_Raw records_.
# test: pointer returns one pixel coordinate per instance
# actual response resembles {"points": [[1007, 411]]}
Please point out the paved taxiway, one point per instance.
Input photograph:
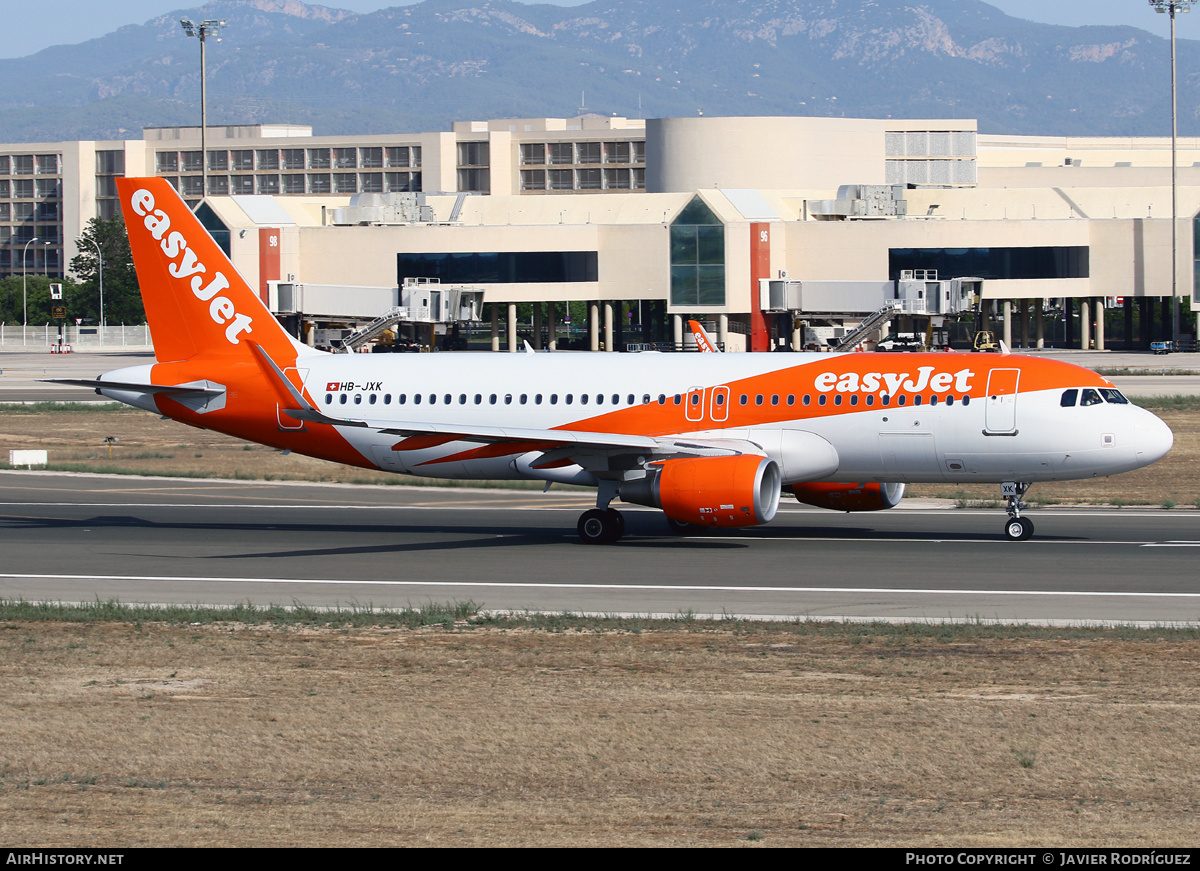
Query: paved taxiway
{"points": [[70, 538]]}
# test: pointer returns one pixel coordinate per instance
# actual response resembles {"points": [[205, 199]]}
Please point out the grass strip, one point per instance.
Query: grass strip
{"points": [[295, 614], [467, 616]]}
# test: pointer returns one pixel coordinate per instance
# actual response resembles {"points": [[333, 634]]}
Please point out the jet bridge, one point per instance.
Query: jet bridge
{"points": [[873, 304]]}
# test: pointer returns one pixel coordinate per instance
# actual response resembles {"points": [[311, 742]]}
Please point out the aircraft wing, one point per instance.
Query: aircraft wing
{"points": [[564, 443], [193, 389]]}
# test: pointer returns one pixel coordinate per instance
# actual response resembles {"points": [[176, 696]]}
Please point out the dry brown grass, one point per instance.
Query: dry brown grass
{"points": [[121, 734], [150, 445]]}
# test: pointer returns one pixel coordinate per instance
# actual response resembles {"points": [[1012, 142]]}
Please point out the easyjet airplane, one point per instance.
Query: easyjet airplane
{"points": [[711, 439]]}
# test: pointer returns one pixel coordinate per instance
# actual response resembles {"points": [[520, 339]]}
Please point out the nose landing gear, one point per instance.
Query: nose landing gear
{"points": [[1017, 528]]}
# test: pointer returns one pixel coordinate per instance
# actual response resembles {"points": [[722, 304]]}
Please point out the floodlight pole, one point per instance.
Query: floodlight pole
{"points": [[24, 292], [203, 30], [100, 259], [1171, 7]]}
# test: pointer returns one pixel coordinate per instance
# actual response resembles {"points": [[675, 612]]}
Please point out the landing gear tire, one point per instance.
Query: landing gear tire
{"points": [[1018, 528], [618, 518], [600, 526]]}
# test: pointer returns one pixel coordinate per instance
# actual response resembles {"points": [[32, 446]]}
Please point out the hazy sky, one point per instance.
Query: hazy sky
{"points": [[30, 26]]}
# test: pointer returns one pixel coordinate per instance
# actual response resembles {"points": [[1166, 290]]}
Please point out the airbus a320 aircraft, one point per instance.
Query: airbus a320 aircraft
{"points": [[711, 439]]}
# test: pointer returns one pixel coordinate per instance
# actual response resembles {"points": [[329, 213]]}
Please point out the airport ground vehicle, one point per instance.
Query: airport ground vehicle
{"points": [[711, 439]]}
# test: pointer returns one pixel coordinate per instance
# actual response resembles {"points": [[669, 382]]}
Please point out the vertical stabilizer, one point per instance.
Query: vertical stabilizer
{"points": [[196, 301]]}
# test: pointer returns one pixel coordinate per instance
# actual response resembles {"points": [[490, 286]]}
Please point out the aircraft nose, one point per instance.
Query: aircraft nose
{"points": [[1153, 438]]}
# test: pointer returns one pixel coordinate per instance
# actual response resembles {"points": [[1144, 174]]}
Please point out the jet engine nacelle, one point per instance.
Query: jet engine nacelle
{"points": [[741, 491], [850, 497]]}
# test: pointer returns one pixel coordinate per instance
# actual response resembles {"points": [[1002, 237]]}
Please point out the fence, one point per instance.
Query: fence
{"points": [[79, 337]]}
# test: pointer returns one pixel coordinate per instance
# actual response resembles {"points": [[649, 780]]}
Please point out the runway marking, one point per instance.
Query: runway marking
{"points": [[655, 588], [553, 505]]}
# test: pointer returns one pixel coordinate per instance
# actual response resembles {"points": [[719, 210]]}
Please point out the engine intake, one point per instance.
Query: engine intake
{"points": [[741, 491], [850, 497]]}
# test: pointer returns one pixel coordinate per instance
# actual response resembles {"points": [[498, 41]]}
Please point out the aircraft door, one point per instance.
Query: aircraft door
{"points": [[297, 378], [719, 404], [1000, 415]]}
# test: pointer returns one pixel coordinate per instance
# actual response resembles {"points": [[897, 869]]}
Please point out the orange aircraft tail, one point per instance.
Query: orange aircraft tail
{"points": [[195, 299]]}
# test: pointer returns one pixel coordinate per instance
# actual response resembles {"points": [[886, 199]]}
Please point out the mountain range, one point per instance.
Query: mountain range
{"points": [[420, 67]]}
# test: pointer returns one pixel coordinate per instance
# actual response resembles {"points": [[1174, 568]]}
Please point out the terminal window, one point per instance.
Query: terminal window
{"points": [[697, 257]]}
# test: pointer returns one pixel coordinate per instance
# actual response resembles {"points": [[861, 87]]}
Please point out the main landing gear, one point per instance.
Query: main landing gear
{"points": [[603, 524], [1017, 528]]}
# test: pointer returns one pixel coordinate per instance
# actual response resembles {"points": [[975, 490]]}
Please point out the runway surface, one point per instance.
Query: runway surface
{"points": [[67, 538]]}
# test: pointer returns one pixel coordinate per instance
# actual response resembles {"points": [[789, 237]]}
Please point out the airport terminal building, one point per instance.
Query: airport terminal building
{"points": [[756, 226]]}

* * *

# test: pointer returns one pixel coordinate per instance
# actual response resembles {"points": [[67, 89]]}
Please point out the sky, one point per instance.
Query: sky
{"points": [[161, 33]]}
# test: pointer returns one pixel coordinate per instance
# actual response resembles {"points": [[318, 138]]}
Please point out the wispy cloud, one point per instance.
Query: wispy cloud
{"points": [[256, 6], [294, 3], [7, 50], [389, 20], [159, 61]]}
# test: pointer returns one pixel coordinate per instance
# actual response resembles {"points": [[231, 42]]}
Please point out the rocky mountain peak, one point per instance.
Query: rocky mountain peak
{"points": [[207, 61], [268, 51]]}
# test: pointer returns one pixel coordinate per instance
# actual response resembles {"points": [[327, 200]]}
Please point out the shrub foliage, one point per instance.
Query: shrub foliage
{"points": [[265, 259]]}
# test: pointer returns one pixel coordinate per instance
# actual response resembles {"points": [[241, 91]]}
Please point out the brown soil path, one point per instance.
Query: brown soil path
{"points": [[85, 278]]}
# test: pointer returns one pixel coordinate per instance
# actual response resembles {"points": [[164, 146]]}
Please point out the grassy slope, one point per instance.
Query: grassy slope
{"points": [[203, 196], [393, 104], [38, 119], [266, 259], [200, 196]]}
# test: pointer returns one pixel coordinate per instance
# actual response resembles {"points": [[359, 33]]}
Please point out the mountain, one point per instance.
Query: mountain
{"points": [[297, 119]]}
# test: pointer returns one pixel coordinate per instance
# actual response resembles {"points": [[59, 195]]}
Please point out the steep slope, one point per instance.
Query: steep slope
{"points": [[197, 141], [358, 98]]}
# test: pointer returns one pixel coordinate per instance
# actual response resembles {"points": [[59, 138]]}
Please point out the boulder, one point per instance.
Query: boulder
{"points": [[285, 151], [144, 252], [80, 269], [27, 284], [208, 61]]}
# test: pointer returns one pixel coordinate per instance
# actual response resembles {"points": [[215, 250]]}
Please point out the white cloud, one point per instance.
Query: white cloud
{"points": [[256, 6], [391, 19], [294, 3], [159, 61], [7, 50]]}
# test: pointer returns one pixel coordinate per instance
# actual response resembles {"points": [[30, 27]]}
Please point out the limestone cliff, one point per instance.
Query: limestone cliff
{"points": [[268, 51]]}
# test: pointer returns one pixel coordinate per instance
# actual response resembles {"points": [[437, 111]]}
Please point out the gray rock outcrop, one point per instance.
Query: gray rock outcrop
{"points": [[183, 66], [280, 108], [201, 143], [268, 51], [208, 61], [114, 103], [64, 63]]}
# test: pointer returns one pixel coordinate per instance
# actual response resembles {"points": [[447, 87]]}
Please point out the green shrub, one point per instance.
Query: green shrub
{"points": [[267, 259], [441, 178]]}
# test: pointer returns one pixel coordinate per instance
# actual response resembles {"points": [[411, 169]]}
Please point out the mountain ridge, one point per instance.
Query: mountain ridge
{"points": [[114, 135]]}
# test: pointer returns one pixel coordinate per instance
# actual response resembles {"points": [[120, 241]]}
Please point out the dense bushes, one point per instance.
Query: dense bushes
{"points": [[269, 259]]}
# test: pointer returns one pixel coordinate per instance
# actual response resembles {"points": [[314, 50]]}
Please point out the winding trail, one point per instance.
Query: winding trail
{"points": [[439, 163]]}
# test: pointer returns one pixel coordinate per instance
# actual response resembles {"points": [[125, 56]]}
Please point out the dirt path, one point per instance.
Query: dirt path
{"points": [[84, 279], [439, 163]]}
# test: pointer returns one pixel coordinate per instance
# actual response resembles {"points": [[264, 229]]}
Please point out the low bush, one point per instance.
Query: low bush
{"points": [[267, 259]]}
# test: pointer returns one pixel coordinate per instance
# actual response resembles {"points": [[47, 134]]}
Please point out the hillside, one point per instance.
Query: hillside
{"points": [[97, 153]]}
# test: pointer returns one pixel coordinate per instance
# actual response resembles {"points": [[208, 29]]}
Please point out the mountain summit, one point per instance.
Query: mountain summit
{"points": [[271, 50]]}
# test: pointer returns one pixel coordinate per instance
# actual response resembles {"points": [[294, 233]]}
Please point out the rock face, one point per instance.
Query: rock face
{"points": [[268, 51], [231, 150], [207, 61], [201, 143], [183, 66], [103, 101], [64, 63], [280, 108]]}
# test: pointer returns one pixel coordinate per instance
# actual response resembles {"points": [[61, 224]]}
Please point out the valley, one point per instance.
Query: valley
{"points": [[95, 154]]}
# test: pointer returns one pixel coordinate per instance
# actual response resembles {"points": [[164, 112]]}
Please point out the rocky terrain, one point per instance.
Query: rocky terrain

_The task_.
Extract every line of the items above that contains the word "airplane".

_Finished answer_.
Please point out the easyjet airplane, one point per instance.
Query: easyjet airplane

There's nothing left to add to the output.